**Work to complete:** Whatever the records say, set them down exactly.

**Data records:**
────────

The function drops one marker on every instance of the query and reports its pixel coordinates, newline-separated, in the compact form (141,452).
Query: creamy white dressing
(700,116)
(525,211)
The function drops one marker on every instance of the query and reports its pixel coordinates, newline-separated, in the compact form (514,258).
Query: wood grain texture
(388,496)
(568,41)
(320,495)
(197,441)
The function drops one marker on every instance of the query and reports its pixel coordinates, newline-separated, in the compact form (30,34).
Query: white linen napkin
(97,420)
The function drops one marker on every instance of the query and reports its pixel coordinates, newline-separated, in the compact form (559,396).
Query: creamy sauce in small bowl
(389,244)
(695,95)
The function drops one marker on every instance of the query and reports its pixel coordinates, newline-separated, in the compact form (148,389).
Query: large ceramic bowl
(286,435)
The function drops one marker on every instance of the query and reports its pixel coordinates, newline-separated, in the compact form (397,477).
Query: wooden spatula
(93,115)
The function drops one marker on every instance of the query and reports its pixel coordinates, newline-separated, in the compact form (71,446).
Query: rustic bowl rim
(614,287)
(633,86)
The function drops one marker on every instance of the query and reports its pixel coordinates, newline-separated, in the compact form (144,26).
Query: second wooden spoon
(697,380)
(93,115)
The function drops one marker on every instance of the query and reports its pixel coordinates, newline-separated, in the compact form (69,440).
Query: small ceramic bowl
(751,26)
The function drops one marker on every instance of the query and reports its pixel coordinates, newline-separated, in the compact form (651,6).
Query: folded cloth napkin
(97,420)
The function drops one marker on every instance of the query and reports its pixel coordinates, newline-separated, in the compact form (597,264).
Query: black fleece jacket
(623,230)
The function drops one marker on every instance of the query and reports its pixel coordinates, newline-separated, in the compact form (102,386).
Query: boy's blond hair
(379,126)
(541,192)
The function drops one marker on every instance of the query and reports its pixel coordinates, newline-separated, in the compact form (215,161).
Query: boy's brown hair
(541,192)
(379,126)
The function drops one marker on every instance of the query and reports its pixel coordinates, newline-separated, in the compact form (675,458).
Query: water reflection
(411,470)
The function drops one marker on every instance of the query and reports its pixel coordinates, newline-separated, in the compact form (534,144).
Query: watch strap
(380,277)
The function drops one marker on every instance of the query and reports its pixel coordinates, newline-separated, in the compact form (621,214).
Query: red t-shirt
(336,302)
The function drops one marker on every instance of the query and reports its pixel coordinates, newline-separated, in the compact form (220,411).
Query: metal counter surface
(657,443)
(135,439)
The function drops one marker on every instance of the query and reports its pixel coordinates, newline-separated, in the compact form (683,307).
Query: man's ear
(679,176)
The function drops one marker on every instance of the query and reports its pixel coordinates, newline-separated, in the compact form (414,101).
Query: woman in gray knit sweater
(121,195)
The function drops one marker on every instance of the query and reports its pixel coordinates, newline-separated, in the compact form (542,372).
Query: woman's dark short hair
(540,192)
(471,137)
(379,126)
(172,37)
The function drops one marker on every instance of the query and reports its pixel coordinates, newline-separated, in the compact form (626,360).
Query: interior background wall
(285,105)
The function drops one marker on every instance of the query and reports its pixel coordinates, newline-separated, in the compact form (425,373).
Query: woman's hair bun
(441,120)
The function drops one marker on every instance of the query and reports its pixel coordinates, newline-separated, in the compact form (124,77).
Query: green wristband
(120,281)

────────

**Problem solution:**
The function drops one marker on every instance of the query and reports its pixel coordinates, newline-separated, in the compact form (141,452).
Query: creamy white dressing
(700,116)
(525,211)
The function drops one marker on every instance of the query and reports its pixel coordinates, newline-separated, in the compact form (514,258).
Query: wood grain texture
(388,496)
(568,41)
(320,495)
(197,441)
The function drops one marker on every instance of the query and reports its pixel coordinates, newline-separated, in the compact form (30,34).
Query: white linen napkin
(97,420)
The function drops one marker on every instance of the query and reports its pixel coordinates, newline-separated, in the compact form (559,396).
Query: creamy sauce in small bowl
(389,244)
(695,95)
The function drops one marker on every instance of the query and reports its pixel coordinates, newline-separated, in the compact form (148,389).
Query: large ceramic bowl
(286,435)
The function drops one marker on every instance of the query and reports its pixel coordinates, newline-separated, in the compact form (397,477).
Query: wooden spatula
(93,115)
The function drops one marker on every instance of the query and reports its pixel coordinates, newline-separated, in the compact form (71,446).
Query: rustic bowl rim
(614,287)
(633,86)
The function drops one marker on every instance of the query and reports its pixel coordinates, newline-separated, in the compact form (144,26).
Query: second wooden spoon
(697,380)
(93,115)
The function drops one marker on every instance of the query and reports its pixel coordinates, newline-separated, in the compact form (69,440).
Query: small ceramic bowl
(751,26)
The function drops one marker on every instance of the query and reports its pixel coordinates, newline-separated, in the compact form (651,6).
Query: folded cloth napkin
(97,420)
The function drops one marker on every instance of the query and reports its pixel coordinates, newline-separated, in the compact form (597,264).
Query: black fleece jacket
(623,230)
The function drops one marker on every instance of the query and reports its pixel coordinates, newline-separated, in the compact form (102,386).
Query: boy's blond hair
(379,126)
(541,192)
The function drops one marker on every instance of the query and reports its pixel coordinates, newline-separated, in the compact form (215,161).
Query: boy's brown hair
(541,192)
(379,126)
The function drops one marker on every instance of the query and reports its pixel coordinates, newline-separated, in the compact form (675,458).
Query: water reflection
(411,470)
The function drops one marker on every instance of the query and reports its pixel coordinates, newline-separated, in the compact form (534,144).
Query: watch strap
(380,277)
The function drops one marker on every instance of the query and reports its pixel coordinates, newline-separated, in the compact form (621,214).
Query: red t-shirt
(336,302)
The function drops one marker on every instance of the query and reports its pixel coordinates, newline-separated, in the compact form (220,411).
Query: metal counter surface
(657,443)
(135,439)
The function drops one marker on every instance of the query and reports its pixel coordinates, newline-separated, in the compact form (683,307).
Query: man's ear
(679,176)
The function drops one marker on every instance of the query and reports its pixel coordinates, newline-separated, in the compact form (414,101).
Query: woman in gray knit sweater
(121,195)
The function drops one marker on every instance of the query and reports its pixel coordinates, newline-separated, in the compact form (542,372).
Query: woman's dark short hair
(540,192)
(471,137)
(379,126)
(172,37)
The function drops one marker on every instance of the query and reports its pixel coordinates, newline-separated, in the compact form (626,360).
Query: interior background wall
(285,105)
The function drops one marker on every instance of the query and reports its pixel coordinates, newline-separated, in the compact form (425,373).
Query: woman's hair bun
(441,120)
The function drops one marker on every instance of the query and reports its pixel coordinates, newline-separated, in the compact form (124,77).
Query: green wristband
(120,281)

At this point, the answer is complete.